::: Document section
Truman Doctrine, Marshall Plan, and Berlin Airlift

Truman Doctrine

The purpose of the Truman Doctrine was to support faltering free countries who resisted communism.

In February 1947 Great Britain informed the United States it could no longer provide aid to the eastern Mediterranean countries of Greece and Turkey. The United States had been monitoring the economic and political conditions in both countries as there was concern they would fall under Soviet influence. World War II had left the Soviet Union in a severely weakened state. The country had suffered many civilian casualties, was depleted militarily, and feared the rise of yet another militaristic Germany. Thus, as a way to reassert its dominance after the war, the Soviet Union followed an aggressive policy to expand communism, particularly in Eastern Europe.

On March 12, 1947, following a series of meetings with congressional representatives and State Department officials, President Harry S. Truman addressed a joint session of Congress and made an unprecedented request. He asked Congress to authorize $400 million for military and economic aid for Greece and Turkey. Truman said the United States must "support free peoples who are resisting attempted subjugation by armed minorities or outside pressures." The principles Truman outlined became known as the Truman Doctrine. This foreign policy stated the United States would oppose Soviet aggression by aiding those free countries resisting communist control. The Truman Doctrine led to the Marshall Plan, a plan to rebuild the economies of war-torn Europe. The Truman Doctrine established an American foreign policy that relied on economic assistance. This became America's foreign policy for decades.
::::::
[Complete the following]:
a - Print the Truman Doctrine passage from "The purpose of" up to and including "in Eastern Europe.".
b - According to the Truman Doctrine passage, what amount did Truman ask Congress to authorize for Greece and Turkey?
The material that comes after this passage stands apart from it.
::: Provided data
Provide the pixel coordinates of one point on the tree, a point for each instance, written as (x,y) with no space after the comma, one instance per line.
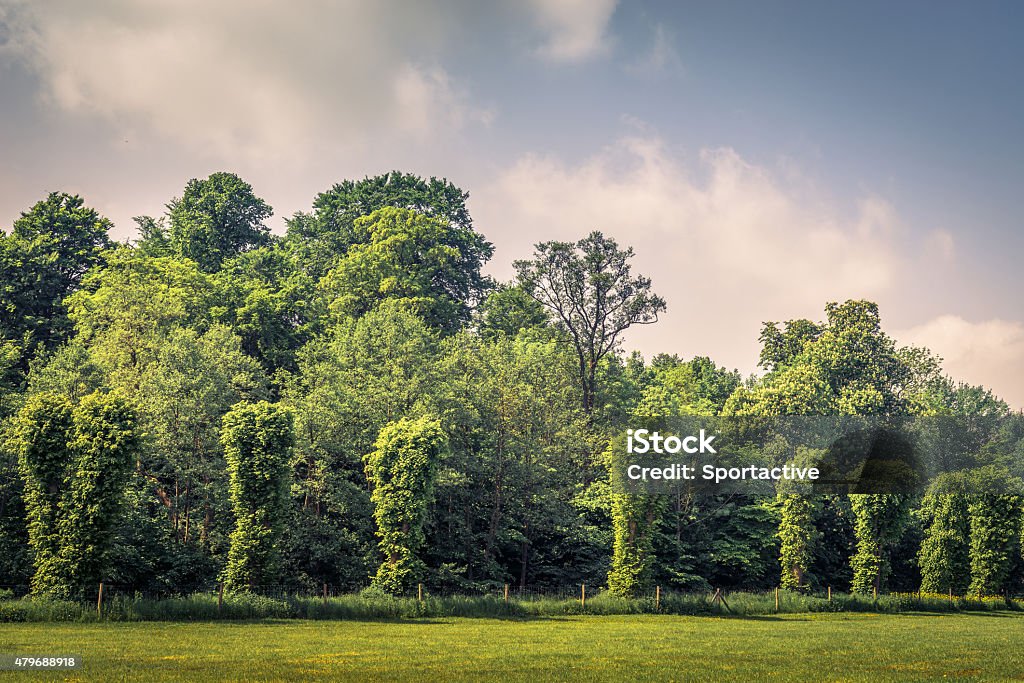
::::::
[Task-by-task answers]:
a -
The purpose of the Truman Doctrine was to support faltering free countries who resisted communism.

In February 1947 Great Britain informed the United States it could no longer provide aid to the eastern Mediterranean countries of Greece and Turkey. The United States had been monitoring the economic and political conditions in both countries as there was concern they would fall under Soviet influence. World War II had left the Soviet Union in a severely weakened state. The country had suffered many civilian casualties, was depleted militarily, and feared the rise of yet another militaristic Germany. Thus, as a way to reassert its dominance after the war, the Soviet Union followed an aggressive policy to expand communism, particularly in Eastern Europe.

b - $400 million for military and economic aid.